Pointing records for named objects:
■ ■ ■

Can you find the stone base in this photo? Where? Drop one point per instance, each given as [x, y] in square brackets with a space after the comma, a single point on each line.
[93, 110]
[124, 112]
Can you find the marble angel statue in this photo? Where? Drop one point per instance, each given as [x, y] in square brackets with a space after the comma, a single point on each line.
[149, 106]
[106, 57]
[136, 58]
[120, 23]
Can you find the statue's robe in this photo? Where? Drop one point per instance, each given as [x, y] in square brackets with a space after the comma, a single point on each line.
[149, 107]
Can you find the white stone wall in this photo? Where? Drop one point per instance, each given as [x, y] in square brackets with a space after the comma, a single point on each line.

■ ■ ■

- REQUIREMENT: Could you put all of the data above into a numbered list, one line per number, with any blank lines left out?

- OUTPUT OF THE TASK:
1. Can you find the stone base in this photo? Where? Drop one point per instance, each given as [x, y] in square brackets with a space after the comma, a single point on each line.
2. [93, 110]
3. [124, 112]
4. Can you find the marble angel statue in this photo? Where? Drop one point per instance, each given as [x, y] in square brackets with a space after the comma, a single point on each line.
5. [149, 106]
6. [106, 57]
7. [136, 58]
8. [120, 23]
9. Can you find the statue's robe in this photo? Where? Drop one point per instance, each given as [x, y] in square brackets with a space after the comma, a single point on each line.
10. [149, 107]
11. Can you find the white stone wall in this photo? Where? Drop one point per instance, each given as [x, y] in square brackets with a space after the comma, a single point on each line.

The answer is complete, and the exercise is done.